Work order
Scan the records below for the line containing "positive clicks: (310, 345)" and the line containing "positive clicks: (140, 240)". Copy both, plus every line between, exactly.

Data excerpts

== == ==

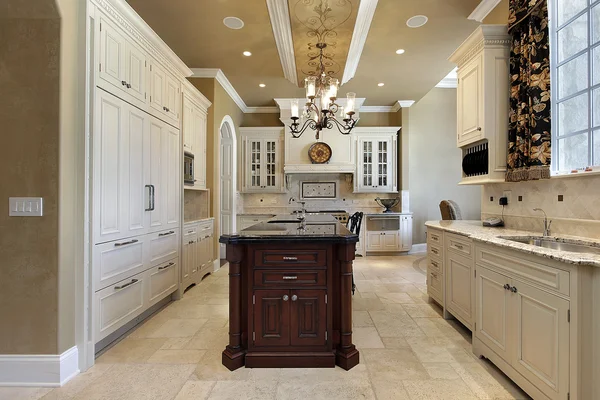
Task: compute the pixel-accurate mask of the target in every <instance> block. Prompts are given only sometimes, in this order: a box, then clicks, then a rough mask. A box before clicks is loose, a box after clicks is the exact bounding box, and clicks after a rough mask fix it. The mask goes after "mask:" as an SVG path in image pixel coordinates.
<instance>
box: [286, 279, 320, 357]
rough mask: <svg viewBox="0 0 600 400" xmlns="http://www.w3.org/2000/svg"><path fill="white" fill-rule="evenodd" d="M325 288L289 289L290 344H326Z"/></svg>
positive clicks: (310, 345) (315, 344) (306, 345)
mask: <svg viewBox="0 0 600 400" xmlns="http://www.w3.org/2000/svg"><path fill="white" fill-rule="evenodd" d="M325 293H326V291H325V290H292V291H291V299H290V300H291V301H292V303H291V308H292V309H291V314H290V316H291V321H290V326H291V336H290V340H291V344H292V346H325V345H326V344H327V338H326V330H327V304H326V303H325Z"/></svg>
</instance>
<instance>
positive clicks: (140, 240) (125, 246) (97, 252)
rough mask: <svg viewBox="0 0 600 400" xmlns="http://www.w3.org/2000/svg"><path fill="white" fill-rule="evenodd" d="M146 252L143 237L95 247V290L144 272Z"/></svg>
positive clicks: (94, 267)
mask: <svg viewBox="0 0 600 400" xmlns="http://www.w3.org/2000/svg"><path fill="white" fill-rule="evenodd" d="M144 250H145V242H144V237H143V236H138V237H136V238H132V239H124V240H118V241H116V242H109V243H103V244H99V245H96V246H94V255H93V258H94V263H93V265H94V268H93V271H94V272H93V274H94V290H95V291H98V290H100V289H104V288H105V287H107V286H109V285H112V284H114V283H117V282H119V281H121V280H123V279H125V278H127V277H128V276H131V275H135V274H136V273H139V272H141V271H143V270H144Z"/></svg>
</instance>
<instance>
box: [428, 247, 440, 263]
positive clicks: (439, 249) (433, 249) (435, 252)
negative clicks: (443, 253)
mask: <svg viewBox="0 0 600 400" xmlns="http://www.w3.org/2000/svg"><path fill="white" fill-rule="evenodd" d="M427 255H428V256H429V257H431V258H436V259H439V260H441V259H442V256H443V253H442V246H441V245H439V246H438V245H435V244H433V243H427Z"/></svg>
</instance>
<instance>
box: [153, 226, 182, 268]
mask: <svg viewBox="0 0 600 400" xmlns="http://www.w3.org/2000/svg"><path fill="white" fill-rule="evenodd" d="M177 231H178V230H177V229H171V230H168V231H163V232H157V233H151V234H150V235H148V253H149V255H148V266H154V265H157V264H160V263H164V262H166V261H169V260H171V259H173V258H175V257H177V251H178V249H179V234H178V233H177Z"/></svg>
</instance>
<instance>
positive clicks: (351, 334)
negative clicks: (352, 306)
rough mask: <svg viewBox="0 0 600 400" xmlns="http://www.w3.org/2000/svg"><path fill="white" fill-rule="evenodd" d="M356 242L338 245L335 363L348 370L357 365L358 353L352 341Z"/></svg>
mask: <svg viewBox="0 0 600 400" xmlns="http://www.w3.org/2000/svg"><path fill="white" fill-rule="evenodd" d="M355 247H356V243H354V242H352V243H347V244H344V245H339V246H338V262H339V263H340V265H339V271H340V280H341V282H340V293H339V297H340V317H341V318H340V343H339V345H338V347H337V349H336V356H335V363H336V364H337V365H338V366H339V367H341V368H343V369H345V370H349V369H351V368H352V367H355V366H356V365H358V362H359V353H358V350H356V346H354V344H353V343H352V261H353V260H354V254H355Z"/></svg>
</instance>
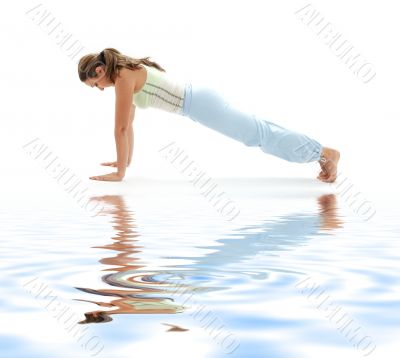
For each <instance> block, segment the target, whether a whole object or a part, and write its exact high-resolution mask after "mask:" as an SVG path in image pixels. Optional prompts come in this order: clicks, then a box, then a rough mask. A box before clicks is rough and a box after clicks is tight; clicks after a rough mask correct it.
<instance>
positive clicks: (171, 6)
mask: <svg viewBox="0 0 400 358" xmlns="http://www.w3.org/2000/svg"><path fill="white" fill-rule="evenodd" d="M39 4H40V3H39V2H36V1H19V2H8V3H7V7H3V10H2V16H1V25H0V26H1V31H0V34H1V35H0V36H1V43H2V56H1V64H2V65H1V66H0V71H1V73H0V76H1V91H2V105H1V107H0V108H1V109H0V111H1V112H0V113H1V124H0V125H1V130H0V135H1V141H0V145H1V149H2V153H3V155H2V161H3V163H2V164H3V170H2V172H3V173H4V174H5V175H3V178H11V179H12V180H15V178H20V177H21V176H24V177H26V176H28V177H35V176H36V177H39V178H40V177H44V176H45V174H44V172H43V168H41V167H39V166H38V165H37V163H34V161H33V160H32V158H31V157H29V156H28V155H27V154H26V153H25V152H24V151H23V149H22V145H24V144H25V143H27V142H28V141H30V140H32V139H33V138H34V137H38V138H40V140H41V141H42V142H43V143H46V145H48V147H49V148H50V150H51V151H52V152H53V153H54V154H55V155H57V156H58V157H59V158H60V160H61V161H62V162H63V163H65V164H66V165H67V166H69V167H70V168H71V170H72V171H74V172H75V173H76V174H77V175H78V176H79V177H80V178H81V179H82V180H83V181H87V184H88V185H100V184H99V183H94V182H93V181H91V180H89V179H88V177H89V176H91V175H97V174H102V173H107V172H110V169H109V168H106V167H101V166H100V165H99V163H100V162H103V161H111V160H116V151H115V143H114V135H113V122H114V98H115V96H114V88H113V87H110V88H107V89H106V90H105V91H104V92H101V91H99V90H97V89H96V88H94V89H92V88H89V87H87V86H85V85H84V84H82V83H81V82H80V81H79V78H78V75H77V60H78V57H79V56H77V58H75V60H71V59H70V58H69V57H68V55H67V53H66V51H64V50H63V49H61V48H60V47H59V46H58V45H57V40H56V39H55V37H54V34H53V35H48V31H49V30H50V29H51V28H52V27H51V26H49V27H47V28H46V26H43V25H42V26H39V25H38V21H37V19H36V20H35V19H32V15H29V14H27V12H28V11H29V10H30V9H32V8H33V7H35V6H38V5H39ZM41 4H42V5H41V6H42V7H43V8H45V9H47V10H48V11H49V12H51V14H52V16H53V18H54V23H53V24H55V22H59V23H60V26H59V29H60V28H62V29H63V31H65V32H70V33H71V34H72V35H73V38H74V39H76V40H78V41H79V42H80V43H81V44H82V45H83V46H84V47H85V48H84V50H82V51H81V54H82V55H84V54H86V53H90V52H99V51H101V50H102V49H104V48H106V47H114V48H116V49H118V50H120V51H121V52H122V53H125V54H128V55H130V56H133V57H144V56H150V57H151V59H153V60H154V61H156V62H158V63H159V64H161V65H162V66H163V67H164V68H165V69H166V70H167V72H168V73H169V75H171V76H174V77H175V78H176V79H179V80H183V81H191V80H193V81H204V82H205V83H206V84H207V85H209V86H212V87H214V88H215V89H217V90H219V91H221V93H222V94H223V95H224V96H226V98H227V99H229V100H231V101H232V103H234V104H235V105H236V106H239V107H241V108H242V109H244V110H248V111H249V112H253V113H257V114H258V115H262V116H265V118H267V119H268V120H270V121H272V122H275V123H277V124H280V125H282V126H286V127H287V128H290V129H293V130H297V131H300V132H302V133H304V134H307V135H308V136H310V137H312V138H314V139H317V140H318V141H320V142H321V143H322V144H323V145H325V146H328V147H333V148H337V149H339V150H340V152H341V155H342V157H341V162H340V166H339V170H340V171H342V172H343V173H346V176H347V177H349V178H351V180H352V181H353V182H356V183H357V184H358V185H359V186H360V187H361V188H362V187H365V186H366V185H367V184H369V183H376V182H381V181H385V182H386V183H388V182H391V183H393V184H394V183H396V182H397V180H398V175H397V172H398V171H397V167H398V162H397V156H398V153H399V151H398V148H397V143H398V129H399V125H398V120H399V108H398V94H399V63H400V61H399V44H400V42H399V36H398V35H399V33H400V24H399V21H398V11H397V2H395V1H361V0H360V1H335V2H332V1H314V2H313V3H311V5H312V7H313V8H315V9H316V10H318V11H319V12H320V13H321V17H324V19H325V20H324V21H326V22H330V23H331V24H332V26H333V28H334V29H335V30H336V31H337V32H338V33H341V34H342V38H343V39H346V40H347V41H348V42H349V44H351V45H353V46H354V50H355V51H356V52H359V53H360V54H361V55H362V56H363V57H364V58H365V60H366V61H368V62H369V63H371V64H372V65H373V67H374V70H375V71H376V76H375V78H373V79H372V80H371V81H370V82H368V83H364V82H363V81H362V80H361V79H360V78H359V77H357V76H356V75H355V74H353V72H352V71H351V70H350V69H349V68H348V66H347V65H346V64H345V63H343V61H342V60H340V59H339V58H338V57H337V56H336V55H335V54H334V53H333V52H332V51H331V50H330V49H329V47H328V46H327V45H325V44H324V43H323V41H322V39H321V38H320V37H318V35H317V34H316V33H315V31H313V30H312V29H311V28H310V27H309V26H307V25H306V24H305V23H304V22H302V21H301V19H300V18H299V16H298V15H296V14H295V12H296V11H298V10H299V9H300V8H302V7H304V6H305V5H307V2H303V1H293V0H292V1H284V2H283V1H246V2H242V1H232V0H230V1H225V0H224V1H209V0H205V1H185V2H184V1H175V0H172V1H158V0H154V1H152V2H145V1H142V2H139V1H118V0H117V1H113V2H110V1H101V0H97V1H84V2H79V3H78V2H70V1H68V2H67V1H52V2H45V3H41ZM171 141H175V142H176V144H177V145H179V146H180V147H181V148H182V149H183V150H184V151H185V153H186V154H187V155H188V156H189V157H190V158H191V159H192V160H194V161H195V162H196V163H197V164H198V166H199V167H200V168H201V169H203V170H204V171H206V172H207V173H208V174H209V175H210V176H212V177H226V176H249V177H254V176H259V177H293V176H295V177H311V178H315V177H316V176H317V174H318V164H317V163H316V162H314V163H307V164H298V163H289V162H286V161H284V160H282V159H280V158H277V157H273V156H271V155H268V154H265V153H263V152H262V151H261V150H259V149H258V148H250V147H246V146H244V145H243V144H242V143H239V142H236V141H234V140H232V139H230V138H228V137H225V136H223V135H222V134H219V133H218V132H214V131H212V130H211V129H208V128H206V127H202V126H201V125H200V124H198V123H194V122H192V121H191V120H190V119H189V118H185V117H180V116H175V115H173V114H170V113H167V112H163V111H159V110H155V109H146V110H142V109H139V108H138V109H137V111H136V116H135V144H134V154H133V164H132V168H129V169H128V172H127V178H135V177H137V176H141V177H156V178H181V177H182V174H181V173H179V171H178V170H177V169H176V167H174V166H173V165H171V164H170V163H169V162H168V161H167V160H166V159H164V158H163V157H162V156H161V155H160V154H159V152H158V150H159V149H160V148H161V147H162V146H164V145H166V144H168V143H169V142H171ZM317 182H318V181H317V180H316V184H318V183H319V182H318V183H317ZM322 185H329V184H322Z"/></svg>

== == ==

Reply to the exercise
positive clicks: (310, 345) (315, 344) (306, 345)
mask: <svg viewBox="0 0 600 400" xmlns="http://www.w3.org/2000/svg"><path fill="white" fill-rule="evenodd" d="M325 293H326V291H325V290H292V291H291V299H290V300H291V301H292V303H291V308H292V309H291V314H290V316H291V321H290V326H291V336H290V340H291V344H292V346H325V345H326V344H327V338H326V330H327V304H326V303H325Z"/></svg>
</instance>
<instance>
positive clicks: (140, 240) (125, 246) (97, 252)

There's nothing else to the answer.